▸ **Task to complete**: Which lines of the records below contain the string "golden"? Pick out each one and copy it whole, with a match counting only when the capitalization is identical.

▸ **Provided entries**:
--- start ---

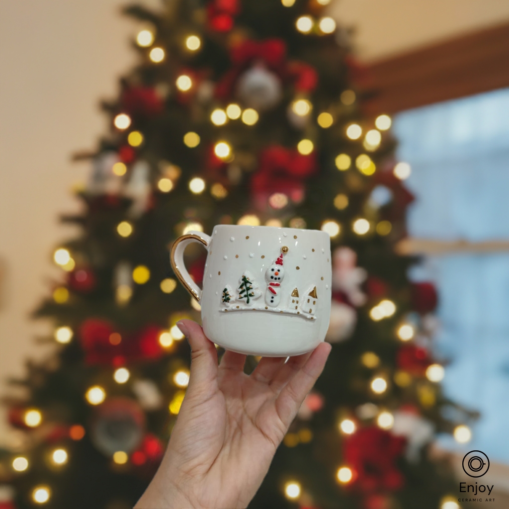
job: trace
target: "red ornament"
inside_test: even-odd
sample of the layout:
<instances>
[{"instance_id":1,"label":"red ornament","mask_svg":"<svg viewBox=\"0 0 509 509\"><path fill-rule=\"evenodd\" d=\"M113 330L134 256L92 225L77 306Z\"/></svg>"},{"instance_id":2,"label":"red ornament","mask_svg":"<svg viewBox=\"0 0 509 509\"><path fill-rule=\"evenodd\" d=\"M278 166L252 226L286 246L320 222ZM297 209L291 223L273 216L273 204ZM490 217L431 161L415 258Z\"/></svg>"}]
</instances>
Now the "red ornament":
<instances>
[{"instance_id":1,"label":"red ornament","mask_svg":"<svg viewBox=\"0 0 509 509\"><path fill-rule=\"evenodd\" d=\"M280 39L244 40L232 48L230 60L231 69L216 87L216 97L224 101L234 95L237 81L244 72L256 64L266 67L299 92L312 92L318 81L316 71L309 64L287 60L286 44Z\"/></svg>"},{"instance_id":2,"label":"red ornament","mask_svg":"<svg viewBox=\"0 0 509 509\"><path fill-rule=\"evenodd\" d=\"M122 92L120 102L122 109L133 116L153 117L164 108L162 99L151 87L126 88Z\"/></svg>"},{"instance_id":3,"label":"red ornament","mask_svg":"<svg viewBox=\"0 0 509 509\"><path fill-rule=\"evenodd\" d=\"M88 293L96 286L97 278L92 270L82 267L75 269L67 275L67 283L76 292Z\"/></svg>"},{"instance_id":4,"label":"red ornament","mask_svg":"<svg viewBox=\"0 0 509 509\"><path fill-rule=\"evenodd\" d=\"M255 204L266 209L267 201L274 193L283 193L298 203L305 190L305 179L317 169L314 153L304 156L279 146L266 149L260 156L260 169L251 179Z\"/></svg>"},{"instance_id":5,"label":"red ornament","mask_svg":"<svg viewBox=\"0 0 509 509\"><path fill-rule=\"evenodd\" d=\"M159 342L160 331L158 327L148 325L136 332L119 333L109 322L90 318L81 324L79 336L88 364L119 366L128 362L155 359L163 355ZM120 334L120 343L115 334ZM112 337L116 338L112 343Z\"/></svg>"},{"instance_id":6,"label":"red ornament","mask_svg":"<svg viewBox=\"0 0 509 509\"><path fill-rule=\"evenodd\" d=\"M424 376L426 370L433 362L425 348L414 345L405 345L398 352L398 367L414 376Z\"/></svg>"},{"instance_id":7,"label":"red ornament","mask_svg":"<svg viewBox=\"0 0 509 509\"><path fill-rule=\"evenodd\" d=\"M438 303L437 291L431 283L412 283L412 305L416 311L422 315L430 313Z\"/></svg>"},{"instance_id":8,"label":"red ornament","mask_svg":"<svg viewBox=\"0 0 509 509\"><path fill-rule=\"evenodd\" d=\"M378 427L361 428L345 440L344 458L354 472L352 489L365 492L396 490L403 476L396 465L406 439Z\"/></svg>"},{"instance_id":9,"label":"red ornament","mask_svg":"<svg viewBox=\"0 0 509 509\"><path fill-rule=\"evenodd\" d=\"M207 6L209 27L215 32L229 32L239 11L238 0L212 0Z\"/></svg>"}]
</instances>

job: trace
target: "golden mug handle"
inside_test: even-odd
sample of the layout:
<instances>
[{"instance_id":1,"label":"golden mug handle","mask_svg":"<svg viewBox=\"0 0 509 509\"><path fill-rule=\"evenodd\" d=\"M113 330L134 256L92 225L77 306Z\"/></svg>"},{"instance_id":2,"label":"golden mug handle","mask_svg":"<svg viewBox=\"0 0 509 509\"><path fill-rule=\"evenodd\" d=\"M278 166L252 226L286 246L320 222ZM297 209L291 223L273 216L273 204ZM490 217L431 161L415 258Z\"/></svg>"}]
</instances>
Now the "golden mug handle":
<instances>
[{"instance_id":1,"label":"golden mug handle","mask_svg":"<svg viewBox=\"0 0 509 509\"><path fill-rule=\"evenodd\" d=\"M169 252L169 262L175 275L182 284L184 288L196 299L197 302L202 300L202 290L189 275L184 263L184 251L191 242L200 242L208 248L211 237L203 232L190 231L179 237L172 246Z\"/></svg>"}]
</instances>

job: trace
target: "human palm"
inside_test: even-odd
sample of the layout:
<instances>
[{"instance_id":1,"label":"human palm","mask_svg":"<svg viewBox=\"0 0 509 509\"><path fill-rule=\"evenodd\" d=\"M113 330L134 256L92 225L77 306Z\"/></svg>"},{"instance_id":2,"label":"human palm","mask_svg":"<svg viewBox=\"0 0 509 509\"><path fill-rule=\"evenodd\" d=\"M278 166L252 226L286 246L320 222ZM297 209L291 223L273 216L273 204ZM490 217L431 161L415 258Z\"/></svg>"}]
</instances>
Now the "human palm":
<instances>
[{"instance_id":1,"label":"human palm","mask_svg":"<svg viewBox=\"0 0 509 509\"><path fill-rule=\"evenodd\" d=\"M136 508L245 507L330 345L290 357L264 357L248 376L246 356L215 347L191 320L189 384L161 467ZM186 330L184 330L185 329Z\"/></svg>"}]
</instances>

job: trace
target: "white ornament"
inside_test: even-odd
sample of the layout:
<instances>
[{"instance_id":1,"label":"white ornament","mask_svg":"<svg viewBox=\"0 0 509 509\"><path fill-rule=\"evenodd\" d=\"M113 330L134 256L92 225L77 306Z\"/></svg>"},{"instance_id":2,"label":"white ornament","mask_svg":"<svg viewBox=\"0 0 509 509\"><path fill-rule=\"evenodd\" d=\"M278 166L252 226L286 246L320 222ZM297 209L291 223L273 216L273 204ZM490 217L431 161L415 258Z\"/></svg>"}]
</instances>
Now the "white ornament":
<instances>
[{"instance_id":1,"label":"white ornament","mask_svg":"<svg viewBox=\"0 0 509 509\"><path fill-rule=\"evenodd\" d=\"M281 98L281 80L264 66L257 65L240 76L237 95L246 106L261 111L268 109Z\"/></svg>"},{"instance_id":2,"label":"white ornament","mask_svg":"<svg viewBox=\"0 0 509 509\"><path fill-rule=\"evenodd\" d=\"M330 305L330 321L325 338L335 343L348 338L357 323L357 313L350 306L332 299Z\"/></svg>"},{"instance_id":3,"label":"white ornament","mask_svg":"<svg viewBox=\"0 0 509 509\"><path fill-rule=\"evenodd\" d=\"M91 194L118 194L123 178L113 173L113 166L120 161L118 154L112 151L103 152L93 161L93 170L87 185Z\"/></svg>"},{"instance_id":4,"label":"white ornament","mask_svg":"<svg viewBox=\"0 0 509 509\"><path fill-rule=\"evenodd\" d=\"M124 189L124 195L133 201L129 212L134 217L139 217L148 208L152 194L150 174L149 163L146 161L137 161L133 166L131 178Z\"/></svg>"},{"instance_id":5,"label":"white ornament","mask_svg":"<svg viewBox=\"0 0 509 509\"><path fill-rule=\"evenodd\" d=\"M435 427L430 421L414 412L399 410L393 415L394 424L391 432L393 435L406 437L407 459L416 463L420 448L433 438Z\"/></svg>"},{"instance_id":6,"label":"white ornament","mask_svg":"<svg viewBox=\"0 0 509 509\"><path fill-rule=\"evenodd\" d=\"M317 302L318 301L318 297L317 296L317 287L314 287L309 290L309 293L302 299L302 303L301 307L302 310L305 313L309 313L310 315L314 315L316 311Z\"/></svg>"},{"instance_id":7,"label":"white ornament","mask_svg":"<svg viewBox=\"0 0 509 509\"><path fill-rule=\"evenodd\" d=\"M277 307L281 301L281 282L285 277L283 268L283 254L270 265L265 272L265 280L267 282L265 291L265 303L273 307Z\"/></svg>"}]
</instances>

--- end ---
--- start ---

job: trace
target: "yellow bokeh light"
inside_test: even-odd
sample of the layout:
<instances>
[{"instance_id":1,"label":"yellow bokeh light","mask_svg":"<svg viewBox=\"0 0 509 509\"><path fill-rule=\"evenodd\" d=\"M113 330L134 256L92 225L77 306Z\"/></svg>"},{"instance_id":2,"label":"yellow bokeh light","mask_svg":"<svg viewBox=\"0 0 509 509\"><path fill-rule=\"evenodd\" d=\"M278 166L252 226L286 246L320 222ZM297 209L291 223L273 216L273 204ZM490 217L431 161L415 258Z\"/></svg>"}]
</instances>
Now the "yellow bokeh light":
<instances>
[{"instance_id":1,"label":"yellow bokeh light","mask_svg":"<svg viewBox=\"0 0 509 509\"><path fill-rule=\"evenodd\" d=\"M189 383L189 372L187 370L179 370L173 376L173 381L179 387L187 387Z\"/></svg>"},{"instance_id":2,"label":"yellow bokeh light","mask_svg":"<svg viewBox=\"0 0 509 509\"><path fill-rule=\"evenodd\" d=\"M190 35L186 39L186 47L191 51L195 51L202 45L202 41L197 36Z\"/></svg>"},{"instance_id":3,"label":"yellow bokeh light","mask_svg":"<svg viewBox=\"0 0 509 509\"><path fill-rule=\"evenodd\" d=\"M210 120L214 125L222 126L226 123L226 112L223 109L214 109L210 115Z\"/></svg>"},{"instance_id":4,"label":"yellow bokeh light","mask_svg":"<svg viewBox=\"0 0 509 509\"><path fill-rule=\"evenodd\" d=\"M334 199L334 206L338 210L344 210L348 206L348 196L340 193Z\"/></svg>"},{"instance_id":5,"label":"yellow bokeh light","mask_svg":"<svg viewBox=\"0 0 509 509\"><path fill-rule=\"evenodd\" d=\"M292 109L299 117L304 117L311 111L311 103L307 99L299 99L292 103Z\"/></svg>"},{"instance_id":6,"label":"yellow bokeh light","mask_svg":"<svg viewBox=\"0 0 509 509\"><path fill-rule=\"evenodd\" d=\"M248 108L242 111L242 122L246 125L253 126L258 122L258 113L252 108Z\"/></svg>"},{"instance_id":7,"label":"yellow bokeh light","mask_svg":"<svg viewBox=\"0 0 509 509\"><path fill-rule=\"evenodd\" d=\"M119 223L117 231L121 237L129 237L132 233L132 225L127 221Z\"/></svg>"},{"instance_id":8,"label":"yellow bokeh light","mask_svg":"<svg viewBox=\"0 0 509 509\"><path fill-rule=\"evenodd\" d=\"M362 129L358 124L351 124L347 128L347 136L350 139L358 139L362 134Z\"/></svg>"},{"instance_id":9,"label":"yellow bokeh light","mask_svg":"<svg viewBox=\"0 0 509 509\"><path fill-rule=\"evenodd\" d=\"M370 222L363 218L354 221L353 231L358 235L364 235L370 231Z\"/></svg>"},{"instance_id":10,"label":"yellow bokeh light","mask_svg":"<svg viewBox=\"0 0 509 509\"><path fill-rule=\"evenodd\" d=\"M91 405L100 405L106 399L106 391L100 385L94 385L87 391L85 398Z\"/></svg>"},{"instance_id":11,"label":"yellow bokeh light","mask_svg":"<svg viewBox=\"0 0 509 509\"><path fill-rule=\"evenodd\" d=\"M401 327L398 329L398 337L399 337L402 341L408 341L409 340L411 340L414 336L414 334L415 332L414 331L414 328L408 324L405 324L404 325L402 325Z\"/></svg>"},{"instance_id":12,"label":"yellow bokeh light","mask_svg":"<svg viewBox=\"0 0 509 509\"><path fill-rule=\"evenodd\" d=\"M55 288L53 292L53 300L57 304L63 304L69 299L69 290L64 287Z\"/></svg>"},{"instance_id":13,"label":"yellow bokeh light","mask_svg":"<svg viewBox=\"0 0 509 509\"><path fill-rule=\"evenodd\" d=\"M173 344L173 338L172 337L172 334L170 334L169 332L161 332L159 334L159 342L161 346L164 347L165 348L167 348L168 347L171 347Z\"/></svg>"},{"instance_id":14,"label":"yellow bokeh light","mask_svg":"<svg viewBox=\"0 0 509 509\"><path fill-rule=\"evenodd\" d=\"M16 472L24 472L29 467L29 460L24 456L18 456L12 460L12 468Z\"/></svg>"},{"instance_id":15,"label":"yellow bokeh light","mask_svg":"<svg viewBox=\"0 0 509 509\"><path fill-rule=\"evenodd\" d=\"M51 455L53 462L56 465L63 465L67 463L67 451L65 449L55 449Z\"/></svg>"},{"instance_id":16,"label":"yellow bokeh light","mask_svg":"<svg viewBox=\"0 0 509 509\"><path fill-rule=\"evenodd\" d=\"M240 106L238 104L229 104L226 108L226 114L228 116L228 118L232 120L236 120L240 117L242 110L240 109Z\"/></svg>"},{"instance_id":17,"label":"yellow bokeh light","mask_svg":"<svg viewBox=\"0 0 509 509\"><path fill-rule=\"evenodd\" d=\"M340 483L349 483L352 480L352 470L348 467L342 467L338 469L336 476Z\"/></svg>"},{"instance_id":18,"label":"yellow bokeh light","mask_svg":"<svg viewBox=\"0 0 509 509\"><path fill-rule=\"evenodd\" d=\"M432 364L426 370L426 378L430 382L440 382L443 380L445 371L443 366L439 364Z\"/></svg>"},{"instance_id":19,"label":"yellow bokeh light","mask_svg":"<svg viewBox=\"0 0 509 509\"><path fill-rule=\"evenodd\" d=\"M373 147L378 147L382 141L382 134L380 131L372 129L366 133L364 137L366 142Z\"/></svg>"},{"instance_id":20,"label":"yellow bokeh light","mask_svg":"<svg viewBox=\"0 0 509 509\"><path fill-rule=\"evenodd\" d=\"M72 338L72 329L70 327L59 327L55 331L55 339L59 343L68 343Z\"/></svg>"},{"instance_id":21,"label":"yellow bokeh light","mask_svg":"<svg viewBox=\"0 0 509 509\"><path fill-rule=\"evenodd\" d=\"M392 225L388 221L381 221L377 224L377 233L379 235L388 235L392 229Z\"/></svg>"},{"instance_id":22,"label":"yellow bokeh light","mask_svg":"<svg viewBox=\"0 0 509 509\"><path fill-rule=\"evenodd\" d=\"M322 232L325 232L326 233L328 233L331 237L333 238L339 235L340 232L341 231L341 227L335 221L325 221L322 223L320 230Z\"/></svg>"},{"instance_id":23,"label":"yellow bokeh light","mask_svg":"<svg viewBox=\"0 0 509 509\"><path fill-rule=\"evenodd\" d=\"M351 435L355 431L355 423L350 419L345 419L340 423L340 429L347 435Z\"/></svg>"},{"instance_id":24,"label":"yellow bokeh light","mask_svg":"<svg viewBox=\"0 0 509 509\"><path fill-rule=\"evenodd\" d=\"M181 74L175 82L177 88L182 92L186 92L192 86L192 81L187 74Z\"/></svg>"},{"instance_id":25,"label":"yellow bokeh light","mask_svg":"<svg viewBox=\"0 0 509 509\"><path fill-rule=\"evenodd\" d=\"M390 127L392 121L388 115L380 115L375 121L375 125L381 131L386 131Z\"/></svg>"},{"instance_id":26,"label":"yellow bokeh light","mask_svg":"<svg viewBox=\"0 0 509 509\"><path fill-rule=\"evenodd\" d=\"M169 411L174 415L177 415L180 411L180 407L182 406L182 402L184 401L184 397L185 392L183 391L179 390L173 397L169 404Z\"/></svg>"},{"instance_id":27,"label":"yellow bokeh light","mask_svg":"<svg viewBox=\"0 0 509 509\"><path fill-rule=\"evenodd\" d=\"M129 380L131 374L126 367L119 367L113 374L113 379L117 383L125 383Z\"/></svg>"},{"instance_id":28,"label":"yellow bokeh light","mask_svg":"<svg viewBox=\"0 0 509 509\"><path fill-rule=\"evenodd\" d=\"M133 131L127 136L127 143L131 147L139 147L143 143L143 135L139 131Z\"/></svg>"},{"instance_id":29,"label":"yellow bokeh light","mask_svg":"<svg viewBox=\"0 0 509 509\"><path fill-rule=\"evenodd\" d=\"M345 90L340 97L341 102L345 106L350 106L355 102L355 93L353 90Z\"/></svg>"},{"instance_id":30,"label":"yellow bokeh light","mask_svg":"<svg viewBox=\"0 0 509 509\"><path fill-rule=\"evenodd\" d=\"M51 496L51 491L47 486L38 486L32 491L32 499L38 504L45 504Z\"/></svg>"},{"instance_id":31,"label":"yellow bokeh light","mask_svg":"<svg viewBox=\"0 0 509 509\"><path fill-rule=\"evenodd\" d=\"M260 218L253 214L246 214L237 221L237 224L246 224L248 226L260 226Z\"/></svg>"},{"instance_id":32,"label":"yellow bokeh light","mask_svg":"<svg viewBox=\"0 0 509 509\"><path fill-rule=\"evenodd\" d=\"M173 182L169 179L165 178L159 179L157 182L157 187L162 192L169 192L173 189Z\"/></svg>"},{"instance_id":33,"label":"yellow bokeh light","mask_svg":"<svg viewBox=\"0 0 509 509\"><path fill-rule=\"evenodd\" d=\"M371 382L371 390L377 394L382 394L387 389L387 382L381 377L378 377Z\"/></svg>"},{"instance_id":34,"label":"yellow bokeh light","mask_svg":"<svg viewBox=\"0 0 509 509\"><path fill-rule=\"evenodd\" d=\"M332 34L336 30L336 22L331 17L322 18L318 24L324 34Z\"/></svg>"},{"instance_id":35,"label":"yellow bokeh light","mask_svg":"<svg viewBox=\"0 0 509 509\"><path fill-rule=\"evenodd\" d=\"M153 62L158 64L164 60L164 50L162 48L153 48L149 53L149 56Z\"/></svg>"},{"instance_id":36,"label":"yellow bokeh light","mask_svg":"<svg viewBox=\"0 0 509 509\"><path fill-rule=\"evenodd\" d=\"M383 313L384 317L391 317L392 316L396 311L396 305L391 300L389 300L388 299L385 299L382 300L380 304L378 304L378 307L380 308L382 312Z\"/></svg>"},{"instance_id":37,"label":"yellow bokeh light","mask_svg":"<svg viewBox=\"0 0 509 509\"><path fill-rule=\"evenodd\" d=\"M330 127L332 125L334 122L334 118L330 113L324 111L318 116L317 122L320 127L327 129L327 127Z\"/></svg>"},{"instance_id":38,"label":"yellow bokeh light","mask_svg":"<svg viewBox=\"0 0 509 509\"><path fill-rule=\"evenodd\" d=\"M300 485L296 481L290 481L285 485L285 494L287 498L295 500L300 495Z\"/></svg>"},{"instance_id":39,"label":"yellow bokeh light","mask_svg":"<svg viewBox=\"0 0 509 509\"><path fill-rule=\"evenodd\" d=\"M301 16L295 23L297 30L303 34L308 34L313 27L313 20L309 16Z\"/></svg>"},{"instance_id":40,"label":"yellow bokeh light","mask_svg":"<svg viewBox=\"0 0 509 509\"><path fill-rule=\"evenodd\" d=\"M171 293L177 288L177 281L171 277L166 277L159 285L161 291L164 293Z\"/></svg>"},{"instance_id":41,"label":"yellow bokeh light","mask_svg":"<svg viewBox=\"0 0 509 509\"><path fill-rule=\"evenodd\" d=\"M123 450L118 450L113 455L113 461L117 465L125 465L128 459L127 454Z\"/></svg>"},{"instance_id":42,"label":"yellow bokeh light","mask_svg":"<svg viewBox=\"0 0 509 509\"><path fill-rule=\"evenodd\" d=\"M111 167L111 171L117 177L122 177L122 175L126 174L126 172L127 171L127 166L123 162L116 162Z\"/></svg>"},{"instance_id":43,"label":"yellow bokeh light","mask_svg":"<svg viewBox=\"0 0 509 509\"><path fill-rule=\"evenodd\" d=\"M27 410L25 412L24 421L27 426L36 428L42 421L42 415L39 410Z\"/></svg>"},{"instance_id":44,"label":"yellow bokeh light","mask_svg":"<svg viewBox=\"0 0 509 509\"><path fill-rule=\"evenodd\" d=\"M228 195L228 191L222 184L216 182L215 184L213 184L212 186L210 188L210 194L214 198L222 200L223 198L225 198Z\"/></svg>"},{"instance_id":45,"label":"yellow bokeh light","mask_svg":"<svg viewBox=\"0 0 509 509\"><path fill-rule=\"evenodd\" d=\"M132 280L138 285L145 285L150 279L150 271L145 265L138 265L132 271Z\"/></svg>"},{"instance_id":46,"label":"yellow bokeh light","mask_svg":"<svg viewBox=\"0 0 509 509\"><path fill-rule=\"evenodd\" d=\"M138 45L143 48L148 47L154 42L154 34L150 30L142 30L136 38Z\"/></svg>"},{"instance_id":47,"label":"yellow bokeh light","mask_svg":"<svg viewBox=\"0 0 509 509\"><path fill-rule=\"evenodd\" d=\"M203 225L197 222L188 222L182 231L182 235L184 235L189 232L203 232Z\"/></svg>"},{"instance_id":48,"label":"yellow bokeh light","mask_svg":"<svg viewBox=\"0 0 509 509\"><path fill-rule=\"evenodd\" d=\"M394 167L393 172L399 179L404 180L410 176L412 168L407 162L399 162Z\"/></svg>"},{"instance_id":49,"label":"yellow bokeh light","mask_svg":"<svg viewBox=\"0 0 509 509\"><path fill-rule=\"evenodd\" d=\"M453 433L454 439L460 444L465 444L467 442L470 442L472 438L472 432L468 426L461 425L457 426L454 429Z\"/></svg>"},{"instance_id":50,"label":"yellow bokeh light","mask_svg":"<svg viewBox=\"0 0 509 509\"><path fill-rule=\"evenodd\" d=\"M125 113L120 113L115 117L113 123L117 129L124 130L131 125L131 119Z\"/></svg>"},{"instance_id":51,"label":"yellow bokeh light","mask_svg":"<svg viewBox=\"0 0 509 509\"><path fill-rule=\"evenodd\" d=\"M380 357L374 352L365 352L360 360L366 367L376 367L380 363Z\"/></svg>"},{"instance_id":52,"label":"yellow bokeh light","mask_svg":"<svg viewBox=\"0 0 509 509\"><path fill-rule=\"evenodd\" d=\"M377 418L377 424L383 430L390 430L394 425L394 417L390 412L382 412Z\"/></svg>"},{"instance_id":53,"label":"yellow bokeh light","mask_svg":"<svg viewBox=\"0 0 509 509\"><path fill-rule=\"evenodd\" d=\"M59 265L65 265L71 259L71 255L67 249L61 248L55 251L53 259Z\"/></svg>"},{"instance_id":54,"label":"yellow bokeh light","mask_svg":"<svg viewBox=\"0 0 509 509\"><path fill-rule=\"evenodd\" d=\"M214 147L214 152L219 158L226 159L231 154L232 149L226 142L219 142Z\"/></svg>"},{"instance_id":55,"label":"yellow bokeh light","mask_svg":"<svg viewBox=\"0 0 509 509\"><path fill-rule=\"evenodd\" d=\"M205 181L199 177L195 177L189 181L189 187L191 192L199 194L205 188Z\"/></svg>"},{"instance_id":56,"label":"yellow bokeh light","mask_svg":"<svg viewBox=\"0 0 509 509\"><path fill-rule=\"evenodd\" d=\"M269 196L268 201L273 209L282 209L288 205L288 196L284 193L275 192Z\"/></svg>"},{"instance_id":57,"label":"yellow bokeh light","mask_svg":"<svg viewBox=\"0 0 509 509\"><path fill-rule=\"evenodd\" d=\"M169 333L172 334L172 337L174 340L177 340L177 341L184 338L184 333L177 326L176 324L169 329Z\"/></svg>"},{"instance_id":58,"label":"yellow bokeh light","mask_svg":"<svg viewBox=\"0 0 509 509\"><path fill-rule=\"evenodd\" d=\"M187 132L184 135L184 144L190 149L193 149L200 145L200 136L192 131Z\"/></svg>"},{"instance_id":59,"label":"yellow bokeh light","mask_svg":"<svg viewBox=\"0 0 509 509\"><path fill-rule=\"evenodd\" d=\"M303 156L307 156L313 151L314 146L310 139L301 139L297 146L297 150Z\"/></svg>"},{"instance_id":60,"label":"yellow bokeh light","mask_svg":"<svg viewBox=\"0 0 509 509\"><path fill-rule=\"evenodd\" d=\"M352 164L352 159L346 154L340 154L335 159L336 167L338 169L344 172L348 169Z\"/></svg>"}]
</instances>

--- end ---

▸ **Exercise answer**:
target: "golden mug handle"
[{"instance_id":1,"label":"golden mug handle","mask_svg":"<svg viewBox=\"0 0 509 509\"><path fill-rule=\"evenodd\" d=\"M113 330L134 256L92 225L77 306Z\"/></svg>"},{"instance_id":2,"label":"golden mug handle","mask_svg":"<svg viewBox=\"0 0 509 509\"><path fill-rule=\"evenodd\" d=\"M278 166L252 226L286 246L320 222ZM297 209L291 223L273 216L273 204ZM490 217L431 161L415 258Z\"/></svg>"}]
Now the "golden mug handle":
[{"instance_id":1,"label":"golden mug handle","mask_svg":"<svg viewBox=\"0 0 509 509\"><path fill-rule=\"evenodd\" d=\"M169 252L169 262L175 275L182 284L184 288L196 299L197 302L202 300L202 290L189 275L184 263L184 251L191 242L200 242L208 248L211 237L203 232L190 231L179 237L172 246Z\"/></svg>"}]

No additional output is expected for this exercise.